··· SELECTED EXTRACT

The bands and cheerleaders from both schools participated in the early morning Rose Parade on Colorado Boulevard in Pasadena, California along with the floats representing the two conferences.

On December 30, 2010, Brad Budde (USC), Hayden Fry (Iowa), and Leroy Keyes (Purdue) were inducted into the Rose Bowl Hall of Fame in a ceremony at the Pasadena Convention Center.

The Argonauts of Strike Fighter Squadron VFA-147, based in Lemoore, California, saluted American service men and women by flying over the stadium. They operated the F/A-18 Super Hornet, Navy's premier Strike Fighter.

The Navy Leap Frog Parachute Demonstration Team delivered the game ball and flip coin to Rose Bowl Game President Jeff Throop and special guest Marcus Luttrell, a recipient of a Purple Heart and the Navy Cross for combat heroism and the author of a number-one New York Times bestseller Lone Survivor: The Eyewitness Account of Operation Redwing and the Lost Heroes of SEAL Team 10 (2007) — the story of his heroic service to the U.S. as a U.S. Navy SEAL and his experience in hostile enemy territory. He is the founder of the Lone Survivor Foundation providing support for returning military members and their families.

In support of Luttrell's heroism, the Tournament of Roses recognized The Boot Campaign, an organization that works directly with Luttrell and his foundation to raise awareness for our military by its sale of combat boots purchased and worn by supporters with proceeds benefiting military charities.

······

GIVEN REQUEST A
Why, according to the Rose Bowl passage, did the Tournament of Roses recognize The Boot Campaign?
GIVEN REQUEST B
List everyone the Rose Bowl passage says was inducted into the Rose Bowl Hall of Fame, with the school shown for each.
GIVEN REQUEST C
From the Rose Bowl passage, transcribe the part that opens with the words containing "On December 30, 2010, Brad" and closes with "premier Strike Fighter.".

··· ENTRIES SUPPLIED

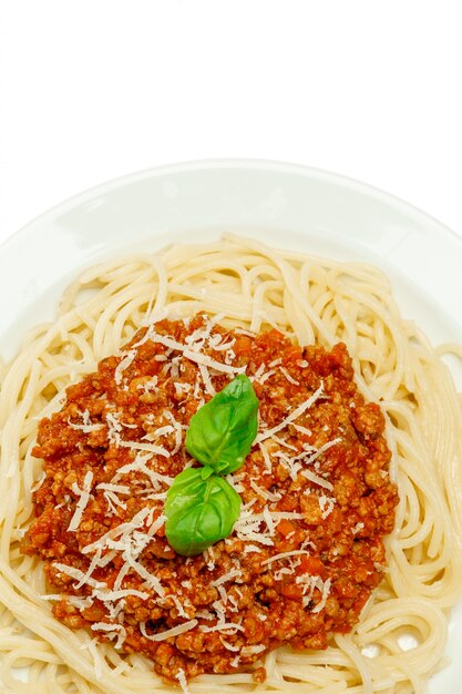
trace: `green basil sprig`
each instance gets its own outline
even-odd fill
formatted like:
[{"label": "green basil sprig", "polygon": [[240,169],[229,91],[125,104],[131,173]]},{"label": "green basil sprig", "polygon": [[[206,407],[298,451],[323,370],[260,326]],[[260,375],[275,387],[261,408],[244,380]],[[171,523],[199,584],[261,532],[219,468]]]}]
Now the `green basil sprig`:
[{"label": "green basil sprig", "polygon": [[247,376],[237,376],[191,418],[186,448],[217,474],[243,465],[257,436],[258,399]]},{"label": "green basil sprig", "polygon": [[191,418],[187,451],[203,468],[187,468],[167,491],[165,534],[183,557],[227,538],[239,517],[240,497],[222,477],[244,463],[257,435],[258,399],[237,376]]},{"label": "green basil sprig", "polygon": [[167,492],[166,535],[175,552],[183,557],[199,554],[227,538],[240,511],[240,497],[212,468],[187,468],[175,477]]}]

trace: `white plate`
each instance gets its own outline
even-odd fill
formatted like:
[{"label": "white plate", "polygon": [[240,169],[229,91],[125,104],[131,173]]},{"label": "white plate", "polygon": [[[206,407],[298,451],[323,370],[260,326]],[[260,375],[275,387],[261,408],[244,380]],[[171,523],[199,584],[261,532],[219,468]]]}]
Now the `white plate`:
[{"label": "white plate", "polygon": [[[78,271],[126,251],[220,232],[346,259],[392,279],[402,313],[434,341],[462,343],[462,238],[407,203],[356,181],[290,164],[212,161],[142,172],[82,193],[0,247],[0,354],[52,319]],[[450,667],[430,694],[460,691],[462,606],[450,626]]]}]

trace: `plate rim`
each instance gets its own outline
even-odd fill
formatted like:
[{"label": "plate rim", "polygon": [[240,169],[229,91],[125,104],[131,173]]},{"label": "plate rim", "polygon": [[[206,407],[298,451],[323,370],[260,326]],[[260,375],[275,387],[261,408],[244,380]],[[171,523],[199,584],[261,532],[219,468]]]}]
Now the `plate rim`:
[{"label": "plate rim", "polygon": [[317,181],[327,182],[333,185],[339,185],[343,188],[355,191],[356,193],[363,194],[374,201],[382,202],[386,205],[391,205],[398,208],[405,215],[409,215],[415,222],[422,223],[427,229],[429,227],[434,228],[438,233],[444,234],[450,237],[452,242],[460,244],[462,252],[462,235],[458,234],[450,226],[438,220],[437,217],[428,214],[419,206],[389,193],[380,187],[360,181],[358,178],[347,176],[340,173],[336,173],[330,170],[310,166],[306,164],[292,163],[279,160],[266,160],[266,159],[246,159],[246,157],[211,157],[199,160],[186,160],[183,162],[167,163],[160,166],[151,166],[134,171],[129,174],[122,174],[115,176],[96,185],[90,186],[71,195],[61,202],[52,205],[41,214],[32,217],[23,226],[14,231],[10,236],[0,243],[0,257],[4,252],[10,249],[10,246],[14,246],[17,243],[21,243],[24,235],[28,234],[29,228],[35,224],[42,223],[48,217],[53,217],[55,214],[61,214],[68,207],[73,207],[76,204],[83,204],[90,197],[95,195],[104,195],[109,191],[114,191],[117,187],[126,186],[132,183],[138,183],[146,178],[153,178],[158,176],[165,176],[168,174],[178,174],[182,172],[204,171],[204,170],[237,170],[246,169],[253,171],[275,172],[275,173],[291,173],[298,174],[305,178],[314,178]]}]

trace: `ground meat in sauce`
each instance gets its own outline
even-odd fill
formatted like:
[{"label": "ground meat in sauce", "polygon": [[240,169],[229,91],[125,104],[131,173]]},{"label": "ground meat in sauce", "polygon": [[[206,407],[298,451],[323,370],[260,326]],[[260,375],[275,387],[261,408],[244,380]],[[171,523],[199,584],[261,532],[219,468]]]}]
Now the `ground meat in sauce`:
[{"label": "ground meat in sauce", "polygon": [[[177,343],[230,372],[209,360],[199,367]],[[233,534],[185,559],[164,537],[165,492],[191,463],[191,417],[211,386],[220,390],[243,366],[259,398],[260,431],[324,390],[234,473],[243,511]],[[351,630],[381,580],[397,504],[383,431],[343,344],[297,347],[276,330],[225,330],[206,316],[161,320],[68,388],[62,409],[41,420],[33,455],[45,477],[23,551],[42,558],[61,595],[55,618],[143,653],[167,681],[258,666],[281,644],[325,649],[332,632]],[[114,530],[134,518],[137,528]],[[84,549],[111,530],[99,553]],[[188,631],[152,640],[191,620]]]}]

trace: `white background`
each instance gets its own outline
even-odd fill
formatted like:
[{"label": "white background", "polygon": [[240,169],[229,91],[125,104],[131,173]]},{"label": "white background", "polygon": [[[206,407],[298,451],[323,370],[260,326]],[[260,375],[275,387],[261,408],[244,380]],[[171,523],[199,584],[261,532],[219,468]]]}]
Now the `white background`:
[{"label": "white background", "polygon": [[310,164],[462,233],[459,0],[0,0],[0,239],[176,161]]}]

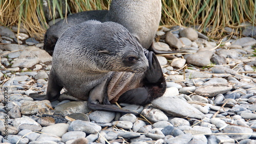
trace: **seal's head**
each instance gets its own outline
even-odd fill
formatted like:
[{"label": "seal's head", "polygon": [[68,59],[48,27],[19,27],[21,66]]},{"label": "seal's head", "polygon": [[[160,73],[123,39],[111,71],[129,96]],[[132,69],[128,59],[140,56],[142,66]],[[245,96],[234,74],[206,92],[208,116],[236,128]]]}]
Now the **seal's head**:
[{"label": "seal's head", "polygon": [[[68,57],[69,61],[76,61],[82,69],[143,73],[148,67],[142,46],[117,23],[89,20],[69,29],[62,37],[65,38],[58,41],[54,59]],[[62,51],[67,51],[66,55],[61,56]]]}]

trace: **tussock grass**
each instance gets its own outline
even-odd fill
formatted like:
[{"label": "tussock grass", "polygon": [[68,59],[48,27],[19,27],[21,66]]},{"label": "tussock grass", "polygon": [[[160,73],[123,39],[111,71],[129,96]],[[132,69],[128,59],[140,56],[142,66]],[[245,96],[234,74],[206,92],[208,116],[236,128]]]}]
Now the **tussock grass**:
[{"label": "tussock grass", "polygon": [[[108,9],[111,1],[0,0],[0,25],[9,28],[17,25],[26,29],[30,36],[41,40],[47,29],[47,17],[54,19],[58,12],[63,18],[68,12]],[[161,25],[193,27],[216,38],[223,36],[225,27],[234,29],[232,34],[238,35],[238,31],[244,26],[242,23],[256,25],[254,0],[162,0],[162,3]],[[46,17],[43,10],[46,5],[51,10]]]}]

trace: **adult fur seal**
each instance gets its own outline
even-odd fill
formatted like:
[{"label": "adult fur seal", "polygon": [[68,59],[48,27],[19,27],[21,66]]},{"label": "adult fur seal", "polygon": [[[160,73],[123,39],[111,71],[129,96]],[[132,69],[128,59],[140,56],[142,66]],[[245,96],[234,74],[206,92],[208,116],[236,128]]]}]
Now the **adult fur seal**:
[{"label": "adult fur seal", "polygon": [[45,35],[44,49],[52,55],[57,40],[68,28],[91,19],[101,22],[114,21],[122,25],[144,48],[148,49],[154,41],[160,21],[161,2],[112,0],[109,11],[89,11],[70,15],[67,19],[61,20],[47,30]]},{"label": "adult fur seal", "polygon": [[89,20],[68,29],[56,44],[52,63],[46,95],[34,100],[54,101],[65,87],[88,100],[91,109],[131,112],[110,101],[145,104],[166,89],[155,54],[113,22]]}]

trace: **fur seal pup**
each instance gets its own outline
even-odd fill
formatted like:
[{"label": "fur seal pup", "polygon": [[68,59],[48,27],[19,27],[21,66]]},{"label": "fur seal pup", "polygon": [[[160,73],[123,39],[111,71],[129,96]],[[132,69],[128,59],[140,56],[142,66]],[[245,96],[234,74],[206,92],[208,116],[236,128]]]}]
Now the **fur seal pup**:
[{"label": "fur seal pup", "polygon": [[89,20],[60,36],[46,95],[30,96],[54,101],[63,87],[74,97],[88,100],[92,109],[130,113],[111,103],[150,103],[163,94],[166,82],[155,55],[143,49],[124,27]]},{"label": "fur seal pup", "polygon": [[68,28],[92,19],[122,25],[144,48],[151,47],[154,51],[152,43],[161,19],[161,0],[112,0],[109,11],[88,11],[72,14],[47,31],[43,49],[52,55],[57,40]]}]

······

FULL OUTPUT A
The Tournament of Roses recognized The Boot Campaign in support of Marcus Luttrell's heroism. The organization works directly with Luttrell and his foundation to raise awareness for the military.

FULL OUTPUT B
- Brad Budde (USC)
- Hayden Fry (Iowa)
- Leroy Keyes (Purdue)

FULL OUTPUT C
On December 30, 2010, Brad Budde (USC), Hayden Fry (Iowa), and Leroy Keyes (Purdue) were inducted into the Rose Bowl Hall of Fame in a ceremony at the Pasadena Convention Center.

The Argonauts of Strike Fighter Squadron VFA-147, based in Lemoore, California, saluted American service men and women by flying over the stadium. They operated the F/A-18 Super Hornet, Navy's premier Strike Fighter.